CONSIGNE:
Prolongez le texte sur la dualité onde-particule et le principe de complémentarité en reprenant juste après sa dernière phrase.

TEXTE À LIRE:

* * *

« Nos résultats n’ont pas d’application claire ou directe à l’heure actuelle. Il s’agit de recherche fondamentale qui jette les bases des technologies futures en matière d’information et d’ordinateurs quantiques. Il existe un potentiel énorme pour des découvertes totalement nouvelles dans de nombreux domaines de recherche », déclare Guilherme B Xavier, chercheur en communication quantique à l’université de Linköping, en Suède.
Mais pour comprendre ce que les chercheurs ont démontré, il faut commencer par le commencement.
La dualité onde-particule : un concept fondamental
Le fait que la lumière puisse être à la fois une particule et une onde est l’une des caractéristiques les plus illogiques – et en même temps fondamentales – de la mécanique quantique. C’est ce qu’on appelle la dualité onde-particule.
La théorie remonte au 17e siècle, lorsque Isaac Newton a suggéré que la lumière était composée de particules. D’autres chercheurs contemporains pensaient que la lumière était constituée d’ondes. Newton a finalement suggéré qu’elle pouvait être les deux à la fois, sans pouvoir le prouver. Au 19e siècle, plusieurs physiciens ont démontré, au cours de diverses expériences, que la lumière était en fait constituée d’ondes.
Mais au début des années 1900, Max Planck et Albert Einstein ont tous deux remis en question la théorie selon laquelle la lumière n’est qu’une onde. Cependant, ce n’est que dans les années 1920 que le physicien Arthur Compton a pu montrer que la lumière possédait également une énergie cinétique, une propriété classique des particules. Ces particules ont été appelées photons. On en a donc conclu que la lumière pouvait être à la fois une particule et une onde, exactement comme le suggérait Newton. Les électrons et d’autres particules élémentaires présentent également cette dualité onde-particule.
Le principe de complémentarité et l’expérience novatrice
Mais il n’est pas possible de mesurer le même photon sous la forme d’une onde et d’une particule. Selon la manière dont la mesure du photon est effectuée, des ondes ou des particules sont visibles. C’est ce que l’on appelle le principe de complémentarité, développé par Niels Bohr au milieu des années 1920. Il stipule que peu importe ce que l’on décide de mesurer, la combinaison des caractéristiques des ondes et des particules doit être constante.
En 2014, une équipe de chercheurs de Singapour a démontré mathématiquement un lien direct entre le principe de complémentarité et le degré d’information inconnu dans un système quantique, ce que l’on appelle l’incertitude entropique. Ce lien signifie que, quelle que soit la combinaison d’ondes ou de particules caractéristiques d’un système quantique, la quantité d’informations inconnues est d’au moins un bit d’information, c’est-à-dire l’onde ou la particule non mesurable.

* * *

DONNÉES PRÉSENTÉES:
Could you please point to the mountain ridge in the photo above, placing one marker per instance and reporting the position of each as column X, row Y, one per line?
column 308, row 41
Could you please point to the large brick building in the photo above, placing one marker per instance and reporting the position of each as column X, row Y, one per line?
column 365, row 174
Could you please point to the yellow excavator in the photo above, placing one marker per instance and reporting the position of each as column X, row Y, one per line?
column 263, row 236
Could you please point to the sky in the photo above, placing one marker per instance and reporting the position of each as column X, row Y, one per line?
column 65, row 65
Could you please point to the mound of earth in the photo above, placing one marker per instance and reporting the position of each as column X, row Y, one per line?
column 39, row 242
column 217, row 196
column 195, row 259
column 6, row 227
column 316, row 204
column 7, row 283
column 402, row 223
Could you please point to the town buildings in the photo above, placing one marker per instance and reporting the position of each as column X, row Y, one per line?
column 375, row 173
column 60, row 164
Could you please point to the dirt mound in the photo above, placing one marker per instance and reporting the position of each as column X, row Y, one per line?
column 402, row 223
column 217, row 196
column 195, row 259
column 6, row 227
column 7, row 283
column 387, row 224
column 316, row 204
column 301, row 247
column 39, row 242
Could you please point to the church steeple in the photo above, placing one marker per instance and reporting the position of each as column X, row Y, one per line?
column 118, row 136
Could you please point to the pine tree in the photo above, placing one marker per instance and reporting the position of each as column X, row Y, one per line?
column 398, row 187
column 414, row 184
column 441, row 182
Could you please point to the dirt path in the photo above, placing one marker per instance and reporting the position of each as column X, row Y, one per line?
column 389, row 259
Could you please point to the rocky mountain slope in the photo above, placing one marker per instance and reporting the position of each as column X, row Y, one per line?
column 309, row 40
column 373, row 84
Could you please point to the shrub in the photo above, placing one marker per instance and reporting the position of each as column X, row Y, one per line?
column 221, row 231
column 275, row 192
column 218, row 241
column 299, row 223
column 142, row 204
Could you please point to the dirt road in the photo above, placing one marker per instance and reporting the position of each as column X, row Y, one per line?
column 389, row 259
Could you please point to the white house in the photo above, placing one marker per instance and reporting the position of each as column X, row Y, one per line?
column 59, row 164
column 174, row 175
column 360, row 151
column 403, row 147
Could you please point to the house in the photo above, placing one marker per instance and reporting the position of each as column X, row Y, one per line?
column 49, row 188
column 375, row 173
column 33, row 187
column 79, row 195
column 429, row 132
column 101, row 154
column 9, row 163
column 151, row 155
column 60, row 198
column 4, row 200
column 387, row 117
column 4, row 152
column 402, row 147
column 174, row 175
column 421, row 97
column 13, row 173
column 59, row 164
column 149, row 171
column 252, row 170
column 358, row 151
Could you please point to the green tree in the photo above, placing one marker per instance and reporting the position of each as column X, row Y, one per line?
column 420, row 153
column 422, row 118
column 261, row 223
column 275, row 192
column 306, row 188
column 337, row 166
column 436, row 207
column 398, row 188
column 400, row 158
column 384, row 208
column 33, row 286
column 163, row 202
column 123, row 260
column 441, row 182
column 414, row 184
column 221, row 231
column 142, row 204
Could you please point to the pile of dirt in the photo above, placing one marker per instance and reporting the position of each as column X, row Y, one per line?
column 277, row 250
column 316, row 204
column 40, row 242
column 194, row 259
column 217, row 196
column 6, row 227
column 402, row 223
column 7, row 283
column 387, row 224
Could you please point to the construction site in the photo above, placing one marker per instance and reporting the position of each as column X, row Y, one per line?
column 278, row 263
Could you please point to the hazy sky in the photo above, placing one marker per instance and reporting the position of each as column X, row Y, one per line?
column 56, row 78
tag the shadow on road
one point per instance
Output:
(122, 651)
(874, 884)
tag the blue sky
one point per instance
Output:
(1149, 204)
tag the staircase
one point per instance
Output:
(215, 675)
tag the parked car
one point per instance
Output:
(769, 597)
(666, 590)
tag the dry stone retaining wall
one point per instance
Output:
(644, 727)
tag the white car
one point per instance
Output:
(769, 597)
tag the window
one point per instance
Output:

* * *

RÉSULTAT CI-DESSOUS:
Des chercheurs de l’université de Linköping et des collègues polonais et chiliens sont parvenus à confirmer la théorie des chercheurs de Singapour à l’aide d’un nouveau type d’expérience.
« De notre point de vue, il s’agit d’un moyen très direct de montrer le comportement de base de la mécanique quantique. C’est un exemple typique de physique quantique où nous pouvons voir les résultats, mais où nous ne pouvons pas visualiser ce qui se passe à l’intérieur de l’expérience. Et pourtant, on peut l’utiliser pour des applications pratiques. C’est très fascinant et presque philosophique », déclare Guilherme B Xavier.
Innovation technique et perspectives d’avenir
Dans leur nouveau dispositif expérimental, les chercheurs de Linköping ont utilisé des photons qui se déplacent vers l’avant dans un mouvement circulaire, appelé moment angulaire orbital, contrairement au mouvement oscillant plus courant, qui est de haut en bas. Le choix du moment angulaire orbital permet de futures applications pratiques de l’expérience, car il peut contenir plus d’informations.
Les mesures sont effectuées dans un instrument couramment utilisé en recherche, appelé interféromètre, dans lequel les photons sont tirés sur un cristal (séparateur de faisceau) qui divise la trajectoire des photons en deux nouvelles trajectoires, qui sont ensuite réfléchies de manière à se croiser sur un second séparateur de faisceau, puis mesurées comme des particules ou des ondes en fonction de l’état de ce second dispositif.
L’une des particularités de ce dispositif expérimental réside dans le fait que le second séparateur de faisceau peut être partiellement inséré par les chercheurs sur le trajet de la lumière. Il est ainsi possible de mesurer la lumière sous forme d’ondes, de particules ou d’une combinaison des deux dans le même dispositif.
Selon les chercheurs, ces résultats pourraient avoir de nombreuses applications futures dans les domaines de la communication quantique, de la métrologie et de la cryptographie. Mais il reste encore beaucoup de choses à explorer à un niveau élémentaire.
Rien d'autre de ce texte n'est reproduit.